● **DIRECTIVE**
Can you transcribe the lines below word for word, starting at the line that contains "For the scoring pass, find every instance of the groom in" and ending at the line that contains "[[250, 1096]]", with both of those lines included?

=== EXTRACTED ENTRIES ===

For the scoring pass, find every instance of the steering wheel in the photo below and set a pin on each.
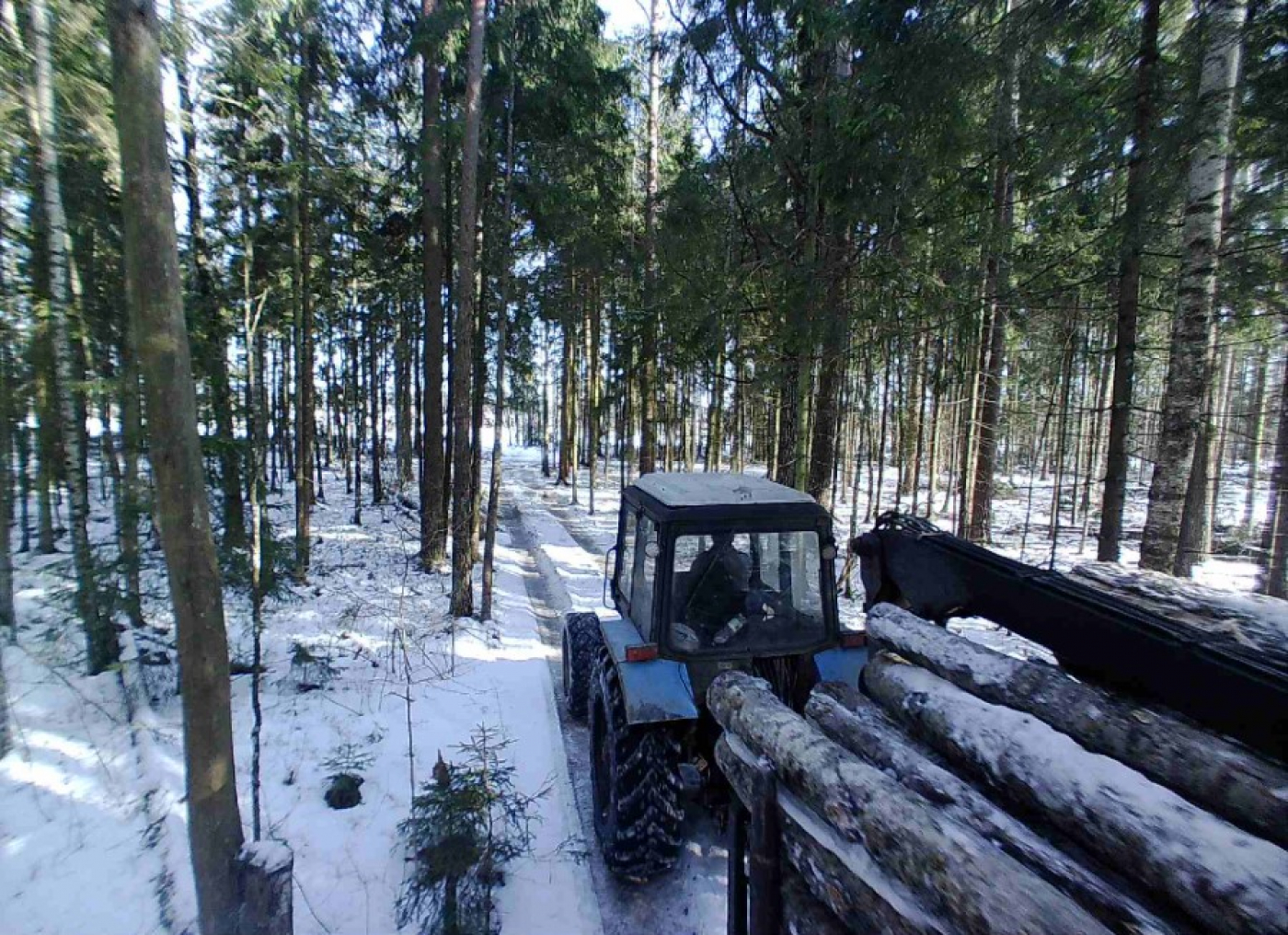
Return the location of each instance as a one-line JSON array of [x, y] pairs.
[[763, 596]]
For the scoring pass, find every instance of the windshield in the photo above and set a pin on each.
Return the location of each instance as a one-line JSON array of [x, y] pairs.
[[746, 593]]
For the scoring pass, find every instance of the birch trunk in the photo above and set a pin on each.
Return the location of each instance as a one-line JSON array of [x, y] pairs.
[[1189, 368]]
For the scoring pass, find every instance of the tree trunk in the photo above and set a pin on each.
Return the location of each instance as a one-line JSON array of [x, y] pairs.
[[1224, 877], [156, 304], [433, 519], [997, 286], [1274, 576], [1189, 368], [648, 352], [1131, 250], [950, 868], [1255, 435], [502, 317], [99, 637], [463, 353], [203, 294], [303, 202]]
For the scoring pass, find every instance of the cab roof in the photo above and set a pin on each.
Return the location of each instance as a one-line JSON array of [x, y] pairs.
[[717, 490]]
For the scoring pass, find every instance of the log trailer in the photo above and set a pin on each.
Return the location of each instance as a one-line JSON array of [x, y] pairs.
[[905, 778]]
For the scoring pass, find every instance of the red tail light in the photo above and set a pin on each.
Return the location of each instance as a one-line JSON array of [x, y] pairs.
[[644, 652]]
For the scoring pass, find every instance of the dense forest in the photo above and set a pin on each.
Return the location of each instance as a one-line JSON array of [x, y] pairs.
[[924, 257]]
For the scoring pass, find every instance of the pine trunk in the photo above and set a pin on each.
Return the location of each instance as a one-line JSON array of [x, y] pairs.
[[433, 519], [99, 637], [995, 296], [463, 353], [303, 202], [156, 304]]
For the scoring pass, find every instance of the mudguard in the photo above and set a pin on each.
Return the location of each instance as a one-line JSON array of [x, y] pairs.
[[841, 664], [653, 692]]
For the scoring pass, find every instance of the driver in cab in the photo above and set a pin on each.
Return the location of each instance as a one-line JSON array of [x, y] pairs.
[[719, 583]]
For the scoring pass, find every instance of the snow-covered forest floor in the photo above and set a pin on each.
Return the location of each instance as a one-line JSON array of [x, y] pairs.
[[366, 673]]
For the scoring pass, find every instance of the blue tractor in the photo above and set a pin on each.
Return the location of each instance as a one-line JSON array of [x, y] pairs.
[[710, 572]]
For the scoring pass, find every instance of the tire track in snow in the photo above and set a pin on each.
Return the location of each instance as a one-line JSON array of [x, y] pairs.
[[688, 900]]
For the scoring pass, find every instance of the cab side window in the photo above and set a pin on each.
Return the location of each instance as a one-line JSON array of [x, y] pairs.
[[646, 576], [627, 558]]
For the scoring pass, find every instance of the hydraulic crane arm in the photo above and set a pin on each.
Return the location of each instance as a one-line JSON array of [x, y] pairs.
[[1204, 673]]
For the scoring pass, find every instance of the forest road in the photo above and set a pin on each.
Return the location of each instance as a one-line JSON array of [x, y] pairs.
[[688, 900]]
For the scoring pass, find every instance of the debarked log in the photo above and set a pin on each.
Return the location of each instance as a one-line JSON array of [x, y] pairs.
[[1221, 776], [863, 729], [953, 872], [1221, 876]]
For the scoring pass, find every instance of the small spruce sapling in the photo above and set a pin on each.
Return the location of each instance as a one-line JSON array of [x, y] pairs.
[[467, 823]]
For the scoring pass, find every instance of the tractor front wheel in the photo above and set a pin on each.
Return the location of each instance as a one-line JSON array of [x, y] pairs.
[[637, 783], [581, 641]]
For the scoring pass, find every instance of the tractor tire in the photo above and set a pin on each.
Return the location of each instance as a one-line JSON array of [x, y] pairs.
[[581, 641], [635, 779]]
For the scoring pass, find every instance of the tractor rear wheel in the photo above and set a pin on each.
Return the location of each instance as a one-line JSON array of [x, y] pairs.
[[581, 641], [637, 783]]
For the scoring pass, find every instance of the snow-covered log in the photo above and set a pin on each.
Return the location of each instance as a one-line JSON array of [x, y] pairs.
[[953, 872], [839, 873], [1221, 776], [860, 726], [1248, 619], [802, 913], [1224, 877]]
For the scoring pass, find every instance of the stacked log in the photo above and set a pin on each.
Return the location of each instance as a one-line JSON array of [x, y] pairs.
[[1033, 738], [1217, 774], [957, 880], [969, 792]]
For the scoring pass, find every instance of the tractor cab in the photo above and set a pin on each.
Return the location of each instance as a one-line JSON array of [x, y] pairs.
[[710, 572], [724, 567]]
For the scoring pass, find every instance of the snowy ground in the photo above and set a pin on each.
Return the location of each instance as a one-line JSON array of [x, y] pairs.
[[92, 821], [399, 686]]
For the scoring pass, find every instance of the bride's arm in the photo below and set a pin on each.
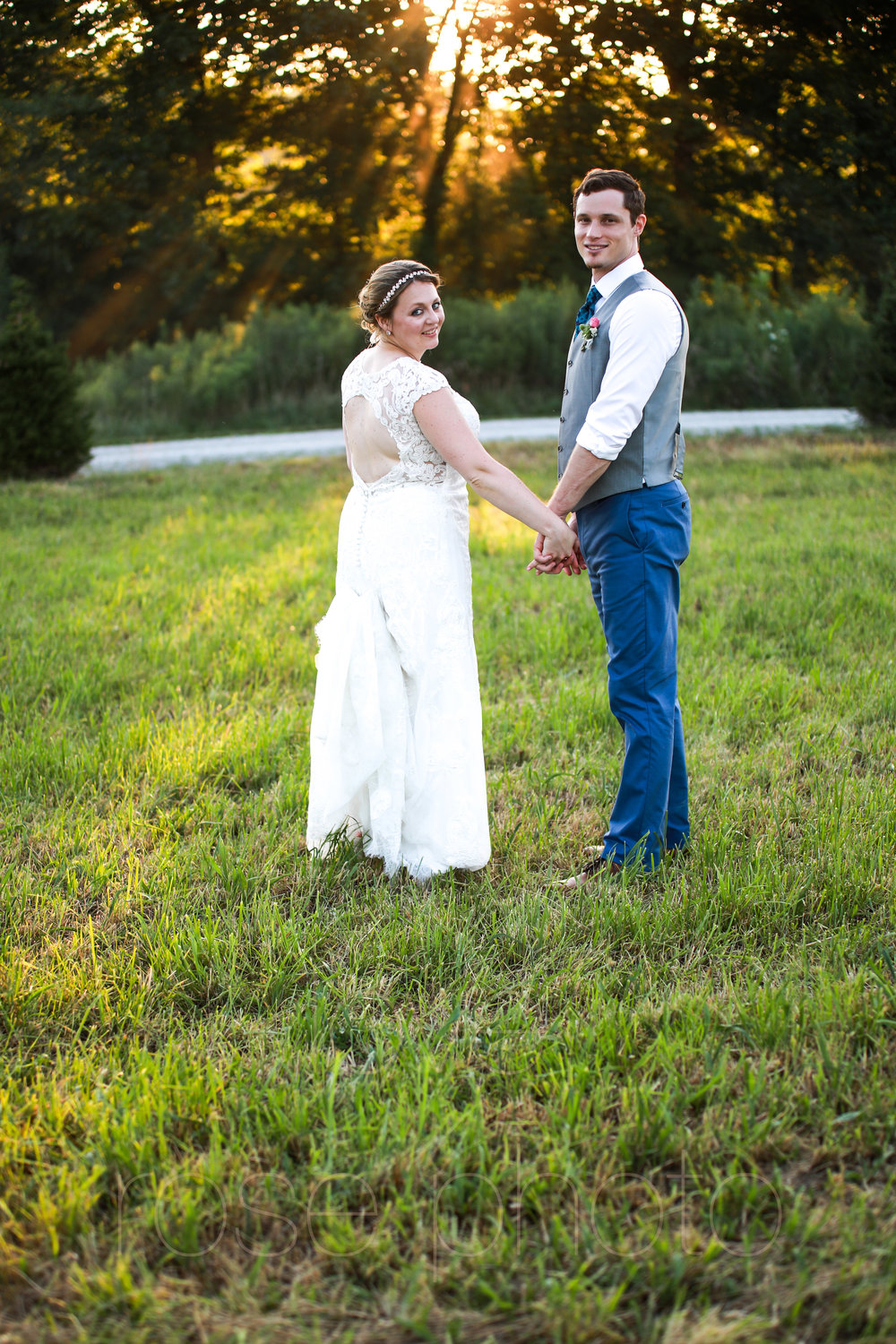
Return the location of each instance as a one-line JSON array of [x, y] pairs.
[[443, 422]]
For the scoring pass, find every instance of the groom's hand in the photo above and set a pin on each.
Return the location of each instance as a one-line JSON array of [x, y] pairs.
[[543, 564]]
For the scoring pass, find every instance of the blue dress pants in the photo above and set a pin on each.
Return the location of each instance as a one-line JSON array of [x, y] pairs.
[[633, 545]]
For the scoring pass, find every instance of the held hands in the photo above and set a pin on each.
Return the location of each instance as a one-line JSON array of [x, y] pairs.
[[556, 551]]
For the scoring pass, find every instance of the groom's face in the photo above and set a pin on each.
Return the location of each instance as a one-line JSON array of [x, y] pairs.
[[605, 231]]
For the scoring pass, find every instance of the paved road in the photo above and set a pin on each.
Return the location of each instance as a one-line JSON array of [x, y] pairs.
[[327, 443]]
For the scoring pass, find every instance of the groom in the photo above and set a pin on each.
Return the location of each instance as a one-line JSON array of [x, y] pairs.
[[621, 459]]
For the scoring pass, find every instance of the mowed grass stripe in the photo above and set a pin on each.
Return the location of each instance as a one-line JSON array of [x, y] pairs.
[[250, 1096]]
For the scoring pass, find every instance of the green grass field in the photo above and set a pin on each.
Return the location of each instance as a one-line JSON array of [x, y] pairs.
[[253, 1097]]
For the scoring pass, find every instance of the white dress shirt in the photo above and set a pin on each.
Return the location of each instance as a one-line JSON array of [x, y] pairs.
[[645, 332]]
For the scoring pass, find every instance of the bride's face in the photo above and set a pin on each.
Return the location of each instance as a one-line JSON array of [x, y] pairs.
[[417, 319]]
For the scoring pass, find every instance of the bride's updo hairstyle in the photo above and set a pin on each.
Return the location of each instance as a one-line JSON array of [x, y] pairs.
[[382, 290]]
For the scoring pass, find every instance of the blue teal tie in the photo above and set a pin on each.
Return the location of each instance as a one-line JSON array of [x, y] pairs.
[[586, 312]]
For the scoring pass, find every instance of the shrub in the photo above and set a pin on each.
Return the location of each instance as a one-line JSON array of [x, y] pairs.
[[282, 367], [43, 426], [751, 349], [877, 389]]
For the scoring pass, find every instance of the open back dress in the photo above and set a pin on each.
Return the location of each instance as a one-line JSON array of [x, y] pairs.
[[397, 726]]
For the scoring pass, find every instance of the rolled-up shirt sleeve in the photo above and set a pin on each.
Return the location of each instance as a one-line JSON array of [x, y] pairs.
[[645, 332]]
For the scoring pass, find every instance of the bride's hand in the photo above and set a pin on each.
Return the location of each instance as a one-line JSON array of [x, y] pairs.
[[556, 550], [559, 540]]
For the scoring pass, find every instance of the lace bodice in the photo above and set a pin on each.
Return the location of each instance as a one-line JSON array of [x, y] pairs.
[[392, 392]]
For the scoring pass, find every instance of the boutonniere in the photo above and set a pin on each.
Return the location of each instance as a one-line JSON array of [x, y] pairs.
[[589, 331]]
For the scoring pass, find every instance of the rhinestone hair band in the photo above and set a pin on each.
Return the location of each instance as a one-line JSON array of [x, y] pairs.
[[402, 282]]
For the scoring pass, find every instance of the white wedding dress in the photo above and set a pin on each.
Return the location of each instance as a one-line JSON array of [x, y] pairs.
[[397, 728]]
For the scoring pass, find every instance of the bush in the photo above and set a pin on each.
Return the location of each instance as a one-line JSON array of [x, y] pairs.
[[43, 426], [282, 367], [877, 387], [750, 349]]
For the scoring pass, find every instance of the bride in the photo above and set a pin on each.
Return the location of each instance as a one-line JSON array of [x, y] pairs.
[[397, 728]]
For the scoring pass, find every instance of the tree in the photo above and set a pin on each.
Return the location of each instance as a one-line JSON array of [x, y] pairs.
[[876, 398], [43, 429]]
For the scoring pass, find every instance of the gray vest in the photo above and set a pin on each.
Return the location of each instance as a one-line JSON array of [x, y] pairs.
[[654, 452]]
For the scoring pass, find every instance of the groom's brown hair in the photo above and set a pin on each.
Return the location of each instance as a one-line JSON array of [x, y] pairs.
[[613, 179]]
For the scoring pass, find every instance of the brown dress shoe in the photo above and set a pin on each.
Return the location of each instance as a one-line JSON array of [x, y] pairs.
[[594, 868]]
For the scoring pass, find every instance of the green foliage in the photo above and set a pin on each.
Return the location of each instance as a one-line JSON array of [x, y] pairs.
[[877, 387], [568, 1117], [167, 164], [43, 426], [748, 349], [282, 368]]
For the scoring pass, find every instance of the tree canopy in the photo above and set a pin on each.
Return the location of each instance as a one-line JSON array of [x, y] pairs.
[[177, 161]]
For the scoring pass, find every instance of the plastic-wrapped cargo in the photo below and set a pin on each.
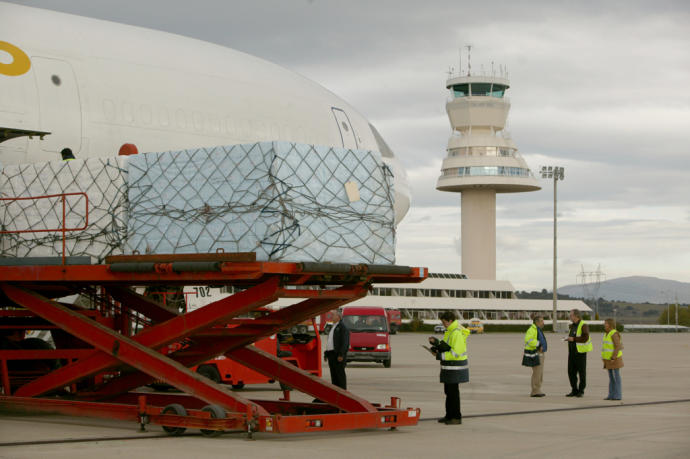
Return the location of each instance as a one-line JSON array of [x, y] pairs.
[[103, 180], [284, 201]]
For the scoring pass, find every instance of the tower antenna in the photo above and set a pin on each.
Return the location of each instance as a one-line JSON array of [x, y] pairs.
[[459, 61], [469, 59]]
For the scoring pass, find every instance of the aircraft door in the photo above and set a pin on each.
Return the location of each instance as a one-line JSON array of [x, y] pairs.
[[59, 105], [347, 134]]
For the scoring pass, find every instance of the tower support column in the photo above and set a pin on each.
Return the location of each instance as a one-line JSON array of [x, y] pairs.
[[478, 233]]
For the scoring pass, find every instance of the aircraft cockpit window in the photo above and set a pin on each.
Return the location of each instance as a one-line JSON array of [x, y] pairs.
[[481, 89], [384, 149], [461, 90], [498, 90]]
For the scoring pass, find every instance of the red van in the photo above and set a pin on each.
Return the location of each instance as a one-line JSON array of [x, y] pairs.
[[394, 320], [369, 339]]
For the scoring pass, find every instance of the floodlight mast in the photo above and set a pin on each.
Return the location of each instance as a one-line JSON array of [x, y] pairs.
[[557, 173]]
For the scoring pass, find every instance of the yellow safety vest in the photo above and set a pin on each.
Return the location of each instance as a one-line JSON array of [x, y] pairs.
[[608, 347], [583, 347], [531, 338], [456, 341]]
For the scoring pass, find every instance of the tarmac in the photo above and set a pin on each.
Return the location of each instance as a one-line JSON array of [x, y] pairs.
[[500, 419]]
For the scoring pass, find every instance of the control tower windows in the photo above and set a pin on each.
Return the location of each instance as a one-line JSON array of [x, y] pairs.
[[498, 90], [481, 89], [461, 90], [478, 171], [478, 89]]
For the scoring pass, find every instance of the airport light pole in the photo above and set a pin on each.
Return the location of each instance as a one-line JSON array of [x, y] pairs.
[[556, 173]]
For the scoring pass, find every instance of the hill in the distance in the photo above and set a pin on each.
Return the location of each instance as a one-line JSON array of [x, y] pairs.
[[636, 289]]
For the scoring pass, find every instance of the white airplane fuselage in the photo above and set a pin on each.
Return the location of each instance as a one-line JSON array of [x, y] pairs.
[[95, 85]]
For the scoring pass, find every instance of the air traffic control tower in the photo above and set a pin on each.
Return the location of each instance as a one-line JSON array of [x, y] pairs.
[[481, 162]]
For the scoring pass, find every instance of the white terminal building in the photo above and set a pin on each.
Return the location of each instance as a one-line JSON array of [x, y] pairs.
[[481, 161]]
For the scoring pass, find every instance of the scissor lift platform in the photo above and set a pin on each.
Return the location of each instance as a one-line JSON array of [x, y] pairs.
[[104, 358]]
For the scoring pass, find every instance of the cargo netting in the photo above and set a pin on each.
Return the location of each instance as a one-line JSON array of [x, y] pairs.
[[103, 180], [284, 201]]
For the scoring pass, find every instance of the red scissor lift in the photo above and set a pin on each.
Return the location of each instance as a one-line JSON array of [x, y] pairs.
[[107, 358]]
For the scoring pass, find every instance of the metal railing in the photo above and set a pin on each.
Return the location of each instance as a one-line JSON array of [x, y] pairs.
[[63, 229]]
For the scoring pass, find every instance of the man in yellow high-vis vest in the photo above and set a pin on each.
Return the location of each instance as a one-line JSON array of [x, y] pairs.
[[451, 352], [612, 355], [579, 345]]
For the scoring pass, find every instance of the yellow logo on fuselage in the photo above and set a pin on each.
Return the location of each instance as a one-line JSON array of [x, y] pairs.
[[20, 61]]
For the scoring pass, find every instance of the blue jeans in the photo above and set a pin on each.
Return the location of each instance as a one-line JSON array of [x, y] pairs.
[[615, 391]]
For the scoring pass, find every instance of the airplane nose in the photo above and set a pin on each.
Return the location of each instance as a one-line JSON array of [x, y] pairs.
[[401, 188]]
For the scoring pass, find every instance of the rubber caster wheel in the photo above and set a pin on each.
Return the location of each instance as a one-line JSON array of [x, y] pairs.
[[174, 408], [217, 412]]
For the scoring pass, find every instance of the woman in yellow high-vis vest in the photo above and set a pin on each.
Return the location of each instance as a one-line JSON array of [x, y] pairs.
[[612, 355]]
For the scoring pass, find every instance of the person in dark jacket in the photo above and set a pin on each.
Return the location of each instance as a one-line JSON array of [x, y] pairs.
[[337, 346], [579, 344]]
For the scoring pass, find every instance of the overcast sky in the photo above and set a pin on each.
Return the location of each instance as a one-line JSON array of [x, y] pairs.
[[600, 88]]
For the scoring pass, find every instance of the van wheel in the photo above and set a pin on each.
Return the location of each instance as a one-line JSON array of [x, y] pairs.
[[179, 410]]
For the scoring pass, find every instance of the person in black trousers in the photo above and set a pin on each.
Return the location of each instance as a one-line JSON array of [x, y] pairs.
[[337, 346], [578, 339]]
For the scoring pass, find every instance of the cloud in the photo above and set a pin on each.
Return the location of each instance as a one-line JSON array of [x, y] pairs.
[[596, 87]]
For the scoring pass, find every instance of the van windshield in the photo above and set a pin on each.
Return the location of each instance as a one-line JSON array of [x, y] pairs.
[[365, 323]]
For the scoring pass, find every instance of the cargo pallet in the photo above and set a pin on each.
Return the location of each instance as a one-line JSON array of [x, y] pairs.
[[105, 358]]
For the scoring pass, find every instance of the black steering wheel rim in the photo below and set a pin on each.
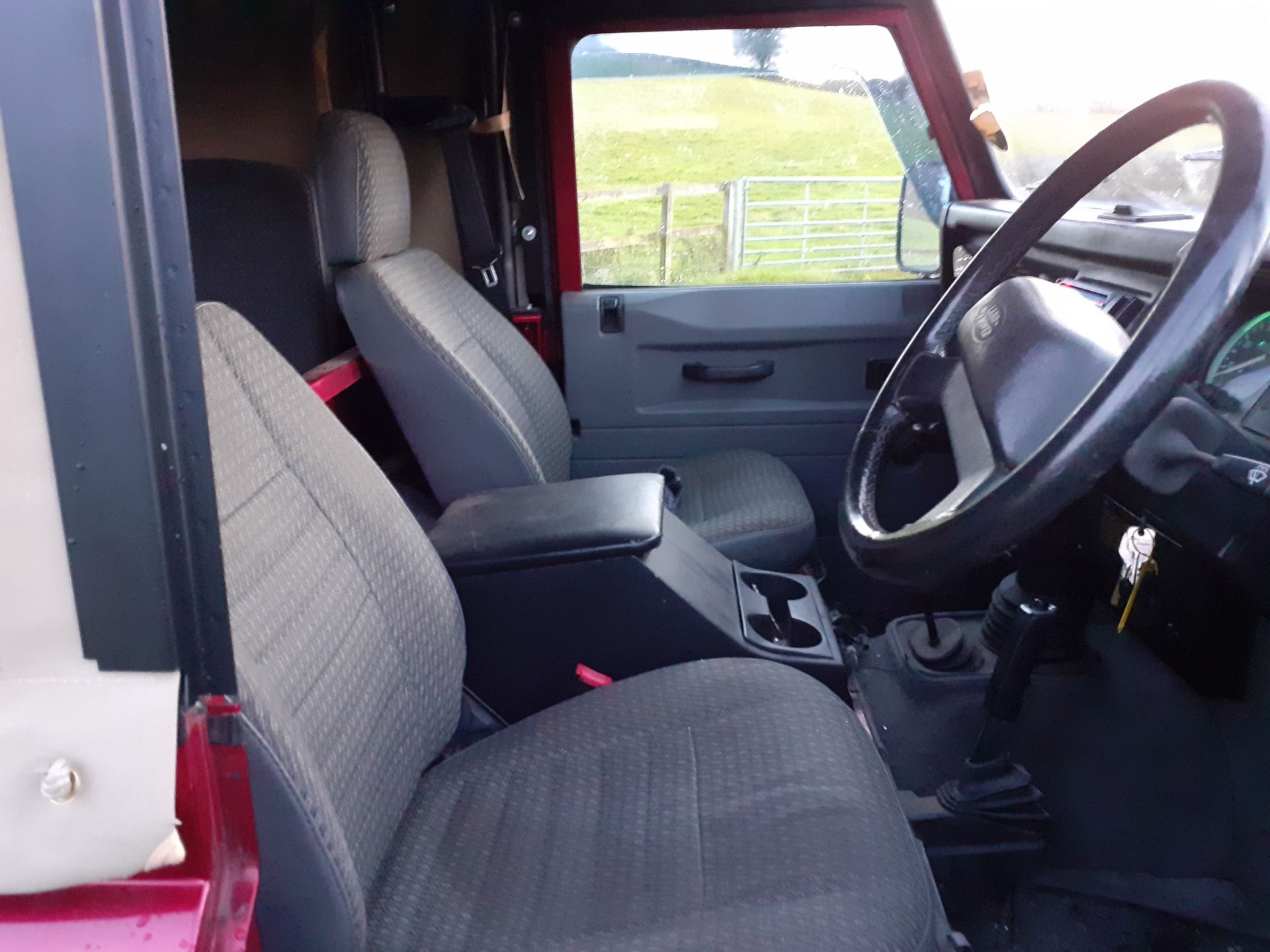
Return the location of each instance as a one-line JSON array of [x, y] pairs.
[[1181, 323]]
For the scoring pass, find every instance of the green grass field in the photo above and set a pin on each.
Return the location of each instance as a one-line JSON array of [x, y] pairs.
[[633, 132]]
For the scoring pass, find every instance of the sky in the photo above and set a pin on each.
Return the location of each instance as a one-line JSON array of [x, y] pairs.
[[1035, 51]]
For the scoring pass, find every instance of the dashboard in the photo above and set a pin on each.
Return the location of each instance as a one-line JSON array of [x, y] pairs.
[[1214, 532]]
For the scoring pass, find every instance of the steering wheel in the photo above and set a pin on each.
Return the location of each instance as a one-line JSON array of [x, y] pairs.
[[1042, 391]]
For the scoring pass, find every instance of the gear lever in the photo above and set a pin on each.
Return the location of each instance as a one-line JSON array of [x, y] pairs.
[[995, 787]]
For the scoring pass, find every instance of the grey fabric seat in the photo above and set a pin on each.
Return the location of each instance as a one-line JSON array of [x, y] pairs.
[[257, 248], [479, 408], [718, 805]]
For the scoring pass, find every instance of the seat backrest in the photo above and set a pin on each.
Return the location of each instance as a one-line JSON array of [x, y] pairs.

===

● **WORKED SOLUTION**
For the scoring pass, find every instance of the groom in the photo above and set a pin on each.
Return the location of each instance as a one-line JSON array of [x, y] pairs.
[[621, 459]]
For the scoring pass, find every instance of the mowed grass stripe in the photo above and set a pin on each.
Return the location of each instance as a one-line JSON array of [x, y] pairs.
[[250, 1096]]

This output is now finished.